### Entries for labeling locations in images

= = = = =

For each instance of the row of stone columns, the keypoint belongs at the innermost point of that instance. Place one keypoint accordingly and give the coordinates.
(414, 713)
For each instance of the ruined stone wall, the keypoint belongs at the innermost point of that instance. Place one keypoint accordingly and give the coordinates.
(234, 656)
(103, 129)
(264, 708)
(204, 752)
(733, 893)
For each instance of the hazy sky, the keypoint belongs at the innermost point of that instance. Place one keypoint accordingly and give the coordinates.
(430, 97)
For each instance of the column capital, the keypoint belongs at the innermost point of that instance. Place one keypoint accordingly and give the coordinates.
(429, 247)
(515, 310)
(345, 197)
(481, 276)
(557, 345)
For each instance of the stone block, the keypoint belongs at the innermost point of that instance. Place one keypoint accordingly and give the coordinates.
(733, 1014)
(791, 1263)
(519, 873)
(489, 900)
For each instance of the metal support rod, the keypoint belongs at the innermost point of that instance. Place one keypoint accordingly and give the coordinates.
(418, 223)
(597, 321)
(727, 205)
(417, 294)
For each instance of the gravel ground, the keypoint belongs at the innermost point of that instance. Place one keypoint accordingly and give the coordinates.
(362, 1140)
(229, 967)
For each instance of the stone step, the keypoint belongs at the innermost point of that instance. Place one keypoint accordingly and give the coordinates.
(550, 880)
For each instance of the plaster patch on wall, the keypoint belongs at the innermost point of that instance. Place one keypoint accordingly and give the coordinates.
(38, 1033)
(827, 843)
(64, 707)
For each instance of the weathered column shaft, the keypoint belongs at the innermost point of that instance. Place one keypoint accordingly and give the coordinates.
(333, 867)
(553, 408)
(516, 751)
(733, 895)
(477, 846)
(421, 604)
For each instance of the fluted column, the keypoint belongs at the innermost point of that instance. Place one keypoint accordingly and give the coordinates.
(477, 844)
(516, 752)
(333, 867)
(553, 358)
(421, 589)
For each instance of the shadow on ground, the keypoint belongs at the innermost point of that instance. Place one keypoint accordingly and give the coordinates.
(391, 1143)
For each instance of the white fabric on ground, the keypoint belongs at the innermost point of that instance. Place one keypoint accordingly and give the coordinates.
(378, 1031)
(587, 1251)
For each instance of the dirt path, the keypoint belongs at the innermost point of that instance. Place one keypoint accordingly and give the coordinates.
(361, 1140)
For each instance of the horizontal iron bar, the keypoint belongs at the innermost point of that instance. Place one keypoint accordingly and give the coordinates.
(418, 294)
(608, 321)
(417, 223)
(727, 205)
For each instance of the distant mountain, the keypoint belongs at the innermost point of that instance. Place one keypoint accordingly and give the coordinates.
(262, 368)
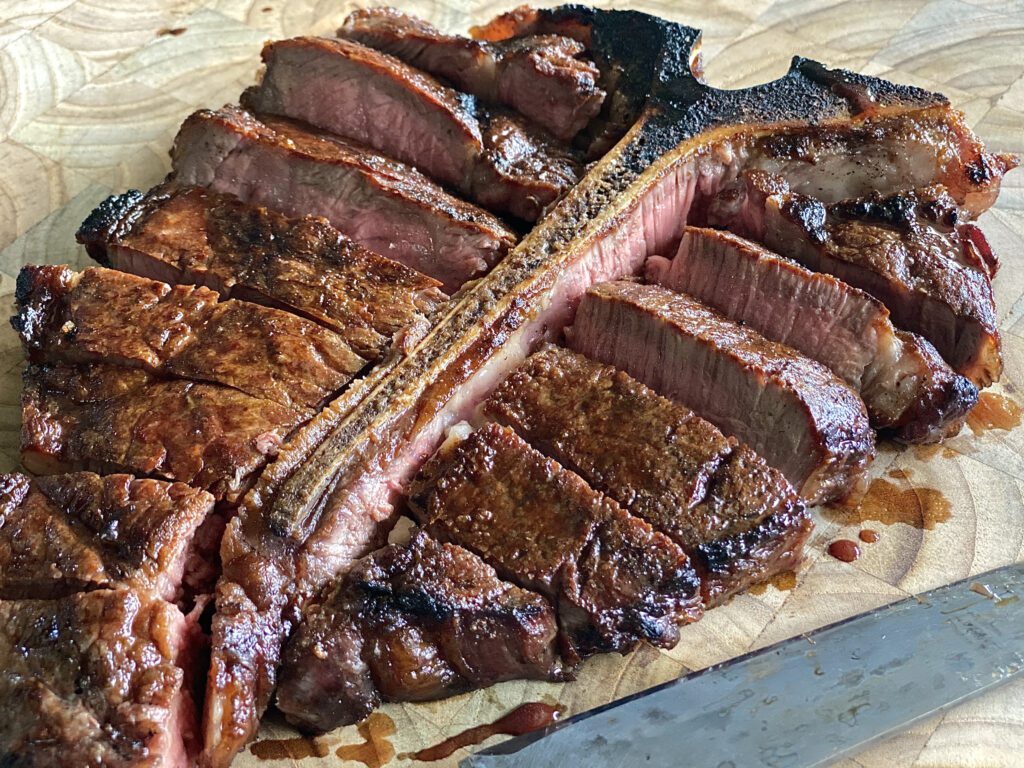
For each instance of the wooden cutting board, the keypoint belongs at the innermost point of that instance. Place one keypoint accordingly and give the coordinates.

= = = = =

### SET EXERCISE
Copy all of the records above word for word, and leave the pictures out of your copy.

### TASK OUTPUT
For each instance of the row of stone columns, the keypoint belongs at the innermost point of that instance. Place one keypoint accordingly and give the coordinates.
(414, 713)
For each instance of the ruined stone wall, the keypoint belongs at the innermost point of that instance. Place one keypoint accordingly and give the coordinates.
(234, 656)
(103, 129)
(264, 708)
(204, 752)
(733, 893)
For each instance of the hazy sky, the keypoint belongs at the innermost point of that instance. Place one keypoint accordingly and give the coordinates.
(430, 97)
For each instance of the column capital, the keypoint belongs at the innermost point of that instance. Place one keypoint accordingly and give the coordinates.
(429, 247)
(515, 310)
(345, 197)
(481, 276)
(557, 345)
For each instance of the stone block, the keypoint belongs at the innermost point of that instance. Place one keypoint accordingly and give the coordinates.
(733, 1014)
(791, 1263)
(519, 873)
(489, 900)
For each instance of the metal support rod, the keypoint belongs at the innermost point of that instance. Place one keypoint accordingly and give the coordinates.
(418, 223)
(597, 321)
(727, 205)
(417, 294)
For each instance of the gravel ground, the keypoint belongs at the innermost point of that instance. Place one keypoint accordingly and give the coordinates.
(362, 1140)
(229, 967)
For each instance of the stone step, the keypoint belongs at the innermost point of that instance. Place one keypoint accordingly and give the coordinates.
(550, 880)
For each instance of the plaster patch on wall, the keypoint belongs at the innermost point of that instance. Place one keypoint accordingly and give the coordinates.
(38, 1033)
(827, 843)
(64, 707)
For each instance of the weathered column shaft, the keypoint belongs at the innermost point of that instance. Place one keypoint accordingly and give the coordinates.
(333, 867)
(553, 408)
(516, 751)
(733, 895)
(477, 846)
(421, 604)
For each instance of the fluted column, the keypoint belongs at the innermost point of that instance. Place one keypoint accordingly and give the coordinates.
(477, 844)
(516, 752)
(333, 867)
(553, 358)
(421, 589)
For each instance of the shadow on ground, the keypoint belongs at the innermost point of that instance. Place one keypoint accordingly and give the coordinates.
(391, 1143)
For each instance of the white fabric on ground, the keypoint belongs at the innermost point of that instance. Place one keypoint accordingly and give the coordinates.
(378, 1031)
(587, 1251)
For each instance of the dirt path, the keypoint belongs at the innermost point of that instance. Place one keypoint accordingly and give the coordinates.
(361, 1140)
For each instance of the horizontal iron bar, the keypoint belongs at the innermost point of that instance. Place one keypoint accordingly and give the coordinates.
(418, 294)
(608, 321)
(417, 223)
(727, 205)
For each instance of the distant mountain, the keypoint belongs at the innermost point of that instance. Place one keypoint accordingly and give the coordinates.
(262, 368)
For each instance of the wooden cutting board, the keypoint belongs at the innermost point of that instance. Place one keypoint accordingly and give the coordinates.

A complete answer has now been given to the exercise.